◆ Set exercise: Render everything from the line containing "the wooden log" down to the line containing "[196, 0, 428, 127]", both included, as a JSON list of strings with one string per line and blank lines left out.

-- BEGIN Extracted data --

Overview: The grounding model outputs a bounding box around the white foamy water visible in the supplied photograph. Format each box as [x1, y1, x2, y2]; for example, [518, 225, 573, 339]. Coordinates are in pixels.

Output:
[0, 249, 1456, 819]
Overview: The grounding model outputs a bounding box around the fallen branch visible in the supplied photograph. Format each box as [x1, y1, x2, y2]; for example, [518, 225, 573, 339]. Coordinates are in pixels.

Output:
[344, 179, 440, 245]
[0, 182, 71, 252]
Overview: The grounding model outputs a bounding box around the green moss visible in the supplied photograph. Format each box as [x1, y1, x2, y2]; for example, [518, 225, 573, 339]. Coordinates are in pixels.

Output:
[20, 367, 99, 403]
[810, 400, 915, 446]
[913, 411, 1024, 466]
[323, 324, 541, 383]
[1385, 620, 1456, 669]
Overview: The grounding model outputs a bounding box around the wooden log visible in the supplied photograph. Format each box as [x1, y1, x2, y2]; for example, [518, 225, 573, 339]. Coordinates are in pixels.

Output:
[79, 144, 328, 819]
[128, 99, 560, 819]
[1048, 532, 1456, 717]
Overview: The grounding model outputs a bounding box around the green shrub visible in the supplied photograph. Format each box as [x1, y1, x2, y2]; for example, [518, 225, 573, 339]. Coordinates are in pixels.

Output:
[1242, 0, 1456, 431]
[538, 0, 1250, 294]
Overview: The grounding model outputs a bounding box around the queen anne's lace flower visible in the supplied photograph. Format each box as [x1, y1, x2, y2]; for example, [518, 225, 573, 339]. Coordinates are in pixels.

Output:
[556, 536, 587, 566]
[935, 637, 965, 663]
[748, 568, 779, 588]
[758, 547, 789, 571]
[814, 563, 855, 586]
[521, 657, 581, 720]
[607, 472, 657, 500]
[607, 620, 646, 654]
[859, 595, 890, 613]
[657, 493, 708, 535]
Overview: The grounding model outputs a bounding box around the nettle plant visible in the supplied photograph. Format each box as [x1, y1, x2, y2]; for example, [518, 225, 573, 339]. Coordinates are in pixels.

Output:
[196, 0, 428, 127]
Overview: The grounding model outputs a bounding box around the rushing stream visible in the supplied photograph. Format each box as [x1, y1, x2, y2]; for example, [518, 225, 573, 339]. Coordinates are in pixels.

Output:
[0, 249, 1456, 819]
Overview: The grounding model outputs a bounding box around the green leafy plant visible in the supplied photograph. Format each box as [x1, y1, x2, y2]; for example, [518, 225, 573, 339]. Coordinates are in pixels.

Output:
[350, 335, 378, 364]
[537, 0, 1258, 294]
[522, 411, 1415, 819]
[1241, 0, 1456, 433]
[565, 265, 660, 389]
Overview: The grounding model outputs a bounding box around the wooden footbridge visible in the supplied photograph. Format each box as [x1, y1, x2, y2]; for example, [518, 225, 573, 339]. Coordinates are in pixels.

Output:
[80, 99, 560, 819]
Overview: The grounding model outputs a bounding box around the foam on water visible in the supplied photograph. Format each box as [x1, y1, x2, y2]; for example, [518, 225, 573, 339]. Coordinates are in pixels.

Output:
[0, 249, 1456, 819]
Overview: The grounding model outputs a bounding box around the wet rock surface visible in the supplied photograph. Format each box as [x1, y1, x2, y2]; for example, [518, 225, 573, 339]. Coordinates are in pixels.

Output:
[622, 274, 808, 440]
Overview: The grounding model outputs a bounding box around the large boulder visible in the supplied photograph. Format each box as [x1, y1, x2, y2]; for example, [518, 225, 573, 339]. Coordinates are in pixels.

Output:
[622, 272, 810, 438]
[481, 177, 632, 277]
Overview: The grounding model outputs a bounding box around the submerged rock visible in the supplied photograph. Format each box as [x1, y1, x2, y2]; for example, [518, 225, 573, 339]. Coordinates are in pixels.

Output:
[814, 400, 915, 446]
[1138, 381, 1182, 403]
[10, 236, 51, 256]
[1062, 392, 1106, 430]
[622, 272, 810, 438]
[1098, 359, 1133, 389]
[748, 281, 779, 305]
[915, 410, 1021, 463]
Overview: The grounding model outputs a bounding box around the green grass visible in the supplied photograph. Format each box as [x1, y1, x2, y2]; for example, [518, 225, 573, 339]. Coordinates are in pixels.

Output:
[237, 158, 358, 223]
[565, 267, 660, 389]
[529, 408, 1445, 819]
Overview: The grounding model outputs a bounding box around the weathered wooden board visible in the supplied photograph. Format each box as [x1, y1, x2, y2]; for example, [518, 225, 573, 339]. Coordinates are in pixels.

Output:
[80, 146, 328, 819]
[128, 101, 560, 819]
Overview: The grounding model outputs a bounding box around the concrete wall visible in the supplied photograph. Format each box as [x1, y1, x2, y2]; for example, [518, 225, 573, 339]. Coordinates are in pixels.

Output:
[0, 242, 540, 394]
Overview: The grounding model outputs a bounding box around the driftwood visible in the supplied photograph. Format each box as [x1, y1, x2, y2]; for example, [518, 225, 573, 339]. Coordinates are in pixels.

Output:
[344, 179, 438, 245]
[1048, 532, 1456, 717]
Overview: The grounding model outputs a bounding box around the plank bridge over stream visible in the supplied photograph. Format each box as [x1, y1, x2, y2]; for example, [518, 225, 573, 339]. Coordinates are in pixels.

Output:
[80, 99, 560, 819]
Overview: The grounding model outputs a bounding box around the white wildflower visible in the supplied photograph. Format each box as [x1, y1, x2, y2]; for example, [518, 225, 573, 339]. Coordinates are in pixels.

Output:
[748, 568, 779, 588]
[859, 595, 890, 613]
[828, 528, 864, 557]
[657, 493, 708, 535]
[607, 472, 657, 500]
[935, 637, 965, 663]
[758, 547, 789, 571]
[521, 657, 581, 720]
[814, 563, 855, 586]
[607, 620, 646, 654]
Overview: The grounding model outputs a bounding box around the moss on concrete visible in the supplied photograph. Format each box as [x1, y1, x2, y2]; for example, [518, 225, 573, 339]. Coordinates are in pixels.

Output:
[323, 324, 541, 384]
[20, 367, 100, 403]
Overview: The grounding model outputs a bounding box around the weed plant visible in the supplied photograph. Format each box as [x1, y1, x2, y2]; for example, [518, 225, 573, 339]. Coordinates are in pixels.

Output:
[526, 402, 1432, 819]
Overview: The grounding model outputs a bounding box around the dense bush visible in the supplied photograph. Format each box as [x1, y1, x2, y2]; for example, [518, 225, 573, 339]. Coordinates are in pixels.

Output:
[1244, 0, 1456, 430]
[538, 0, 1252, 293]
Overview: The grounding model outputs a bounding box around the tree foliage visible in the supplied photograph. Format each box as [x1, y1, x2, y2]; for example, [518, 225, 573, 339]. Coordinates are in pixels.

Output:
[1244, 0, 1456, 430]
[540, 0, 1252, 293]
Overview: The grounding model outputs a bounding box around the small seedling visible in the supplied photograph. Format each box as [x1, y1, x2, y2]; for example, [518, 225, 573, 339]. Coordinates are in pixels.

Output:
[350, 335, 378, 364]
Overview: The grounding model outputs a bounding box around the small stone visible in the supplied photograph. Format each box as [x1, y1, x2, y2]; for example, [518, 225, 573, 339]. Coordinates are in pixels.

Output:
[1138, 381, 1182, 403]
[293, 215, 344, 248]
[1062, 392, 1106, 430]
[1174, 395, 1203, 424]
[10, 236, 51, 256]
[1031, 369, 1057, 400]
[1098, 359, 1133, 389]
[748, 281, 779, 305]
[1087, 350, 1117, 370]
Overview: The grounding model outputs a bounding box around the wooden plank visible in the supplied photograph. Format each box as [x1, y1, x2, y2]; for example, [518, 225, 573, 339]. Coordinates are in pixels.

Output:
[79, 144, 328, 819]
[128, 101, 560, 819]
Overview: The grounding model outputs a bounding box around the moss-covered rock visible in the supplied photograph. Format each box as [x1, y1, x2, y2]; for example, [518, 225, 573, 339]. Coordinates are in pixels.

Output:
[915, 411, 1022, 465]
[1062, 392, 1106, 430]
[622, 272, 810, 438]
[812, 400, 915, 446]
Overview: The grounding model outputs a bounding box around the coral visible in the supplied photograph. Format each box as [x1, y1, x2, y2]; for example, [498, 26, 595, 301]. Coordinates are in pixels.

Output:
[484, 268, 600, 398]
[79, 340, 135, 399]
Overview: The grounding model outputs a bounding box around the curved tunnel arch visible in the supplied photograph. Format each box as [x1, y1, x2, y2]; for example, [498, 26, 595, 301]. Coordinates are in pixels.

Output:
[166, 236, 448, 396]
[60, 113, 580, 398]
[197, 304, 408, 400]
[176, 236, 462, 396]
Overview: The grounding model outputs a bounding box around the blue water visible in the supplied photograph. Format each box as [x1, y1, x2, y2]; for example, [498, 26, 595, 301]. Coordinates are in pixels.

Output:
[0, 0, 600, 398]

-- END Extracted data --

◆ Exercise answer:
[
  "Overview: The grounding model outputs a bounding box around the wooden log visible in the supplied photograph. Format each box as [x1, y1, x2, y2]; for example, [518, 225, 573, 339]. Coordinates are in pixels.",
  "Output:",
  "[79, 144, 328, 819]",
  "[128, 99, 560, 819]",
  "[1048, 532, 1456, 717]",
  "Overview: The grounding model outputs a bounding box around the green shrub visible in the supplied photograph. Format each box as [x1, y1, x2, y2]; for example, [518, 225, 573, 339]. Coordinates are in pixels.",
  "Output:",
  "[1242, 0, 1456, 431]",
  "[538, 0, 1250, 294]",
  "Overview: The grounding model outputs a bounding box around the queen anne's lace flower visible in the supplied photograph. Format each box as [x1, y1, x2, y2]; for example, [518, 225, 573, 339]. Coordinates are in pixels.",
  "Output:",
  "[556, 536, 587, 566]",
  "[935, 637, 965, 663]",
  "[748, 568, 779, 588]",
  "[758, 547, 789, 571]",
  "[814, 563, 855, 586]",
  "[521, 657, 581, 720]",
  "[607, 472, 657, 500]",
  "[607, 620, 646, 654]",
  "[859, 595, 890, 613]",
  "[657, 493, 708, 535]",
  "Overview: The grounding model outputs a bounding box around the nettle plant visible in the supplied photograph. Format each box as [x1, y1, x2, y2]; for example, [518, 225, 573, 339]. Coordinates are in pixels.",
  "Output:",
  "[196, 0, 428, 127]"
]